**エントリー:**
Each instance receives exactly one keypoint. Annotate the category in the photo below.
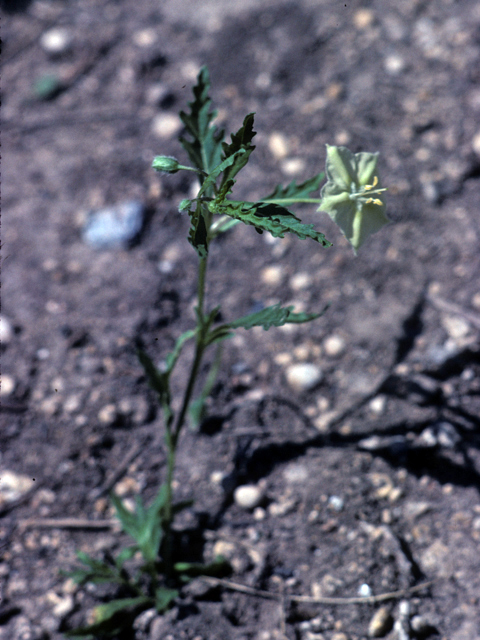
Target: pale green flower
(353, 196)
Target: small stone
(6, 331)
(293, 166)
(377, 405)
(114, 227)
(380, 624)
(336, 503)
(364, 591)
(108, 414)
(7, 385)
(166, 125)
(476, 143)
(13, 486)
(363, 18)
(394, 64)
(300, 281)
(455, 326)
(303, 376)
(334, 345)
(278, 145)
(56, 41)
(248, 496)
(272, 275)
(145, 37)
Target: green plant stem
(172, 434)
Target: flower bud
(165, 164)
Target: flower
(352, 196)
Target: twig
(474, 318)
(382, 597)
(66, 523)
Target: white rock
(166, 125)
(272, 275)
(6, 330)
(455, 326)
(278, 145)
(334, 345)
(303, 376)
(56, 41)
(108, 414)
(7, 385)
(293, 166)
(381, 623)
(300, 280)
(13, 486)
(248, 496)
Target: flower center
(366, 192)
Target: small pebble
(7, 385)
(166, 125)
(394, 64)
(6, 331)
(300, 281)
(303, 376)
(248, 496)
(114, 227)
(293, 166)
(364, 591)
(455, 326)
(380, 624)
(56, 41)
(334, 346)
(278, 145)
(13, 486)
(272, 275)
(108, 414)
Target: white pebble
(278, 145)
(334, 345)
(6, 330)
(303, 376)
(248, 496)
(455, 326)
(293, 166)
(377, 405)
(394, 64)
(300, 281)
(108, 414)
(166, 125)
(55, 41)
(272, 275)
(7, 385)
(476, 143)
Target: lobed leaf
(269, 217)
(294, 190)
(205, 149)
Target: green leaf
(157, 380)
(240, 141)
(269, 217)
(113, 618)
(164, 597)
(220, 567)
(205, 148)
(294, 190)
(172, 357)
(197, 236)
(274, 316)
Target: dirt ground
(371, 480)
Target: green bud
(165, 164)
(184, 205)
(353, 196)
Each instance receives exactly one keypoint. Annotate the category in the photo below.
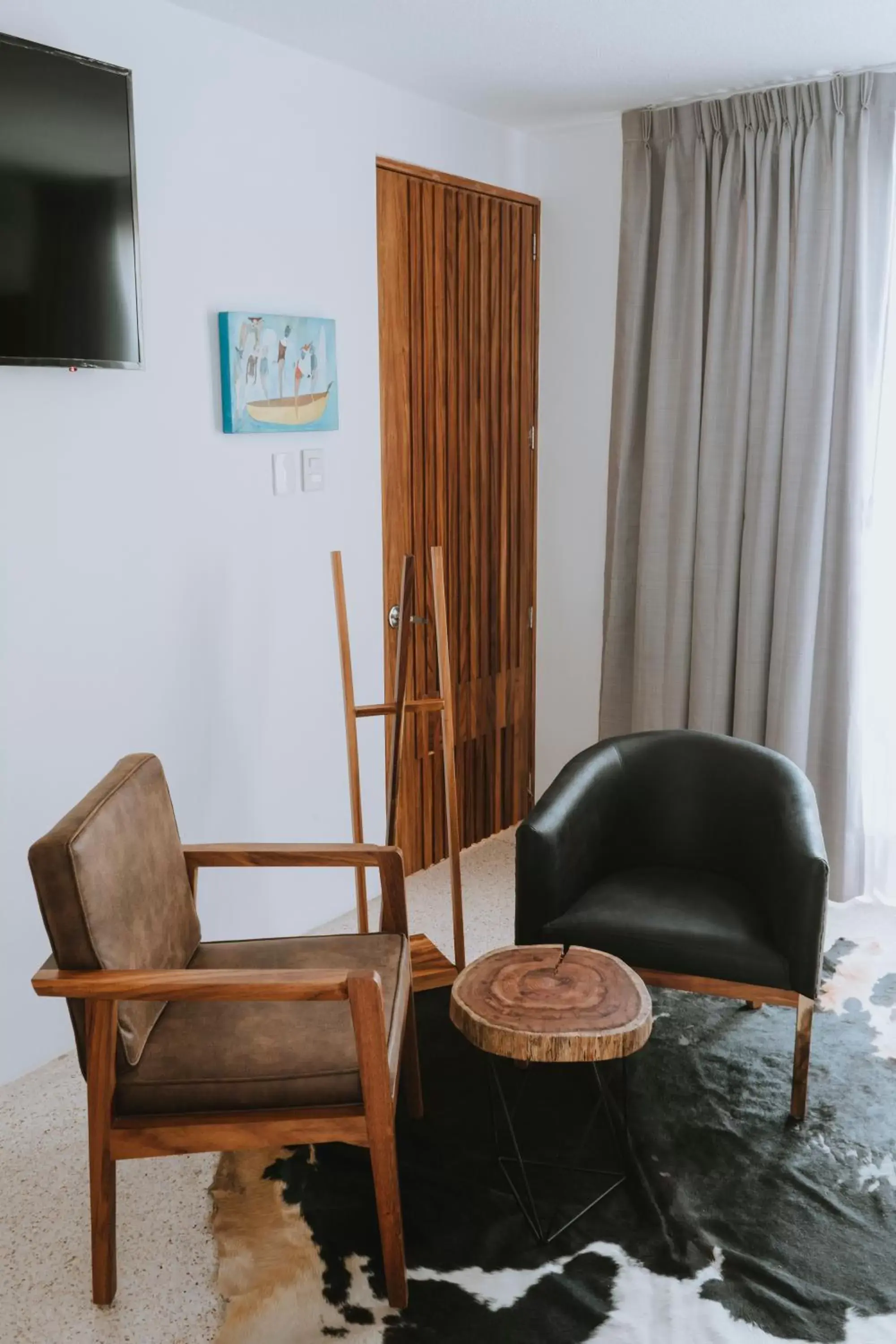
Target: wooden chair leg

**課題の内容:**
上のエントリーを、最初から最後まですべて一字一句変えずにもう一度書いてください。画像は答えに含めないでください。

**解答:**
Each instance receives exactly one keypoint. Annotate the category in the photo below.
Target: pale green flower
(353, 196)
Target: small stone
(6, 331)
(293, 166)
(377, 405)
(114, 227)
(380, 624)
(336, 503)
(364, 591)
(108, 414)
(7, 385)
(166, 125)
(476, 143)
(13, 486)
(363, 18)
(394, 64)
(300, 281)
(455, 326)
(303, 376)
(334, 345)
(278, 145)
(56, 41)
(248, 496)
(272, 275)
(145, 37)
Target: green plant stem
(172, 434)
Target: flower bud
(165, 164)
Target: flower
(352, 196)
Target: twig
(474, 318)
(382, 597)
(66, 523)
Target: white rock
(166, 125)
(272, 275)
(6, 330)
(455, 326)
(278, 145)
(334, 345)
(303, 376)
(56, 41)
(108, 414)
(7, 385)
(293, 166)
(381, 623)
(300, 280)
(13, 486)
(248, 496)
Target: flower center
(366, 192)
Target: small pebble
(7, 385)
(166, 125)
(394, 64)
(6, 331)
(300, 281)
(303, 376)
(248, 496)
(114, 227)
(293, 166)
(364, 591)
(455, 326)
(380, 624)
(56, 41)
(334, 346)
(278, 145)
(13, 486)
(272, 275)
(108, 414)
Target: white pebble
(278, 145)
(334, 345)
(6, 330)
(303, 376)
(248, 496)
(455, 326)
(293, 166)
(377, 405)
(394, 64)
(300, 281)
(108, 414)
(166, 125)
(55, 41)
(272, 275)
(7, 385)
(476, 143)
Target: lobed leaf
(269, 217)
(294, 190)
(205, 149)
Target: green leaf
(157, 380)
(240, 141)
(269, 217)
(113, 618)
(164, 597)
(220, 567)
(205, 148)
(294, 190)
(172, 357)
(197, 236)
(274, 316)
Target: dirt ground
(371, 480)
Target: green bud
(165, 164)
(184, 205)
(353, 196)
Each instance receives exactly one keypoint. Annotate the category in the photo below.
Target: wooden chair leg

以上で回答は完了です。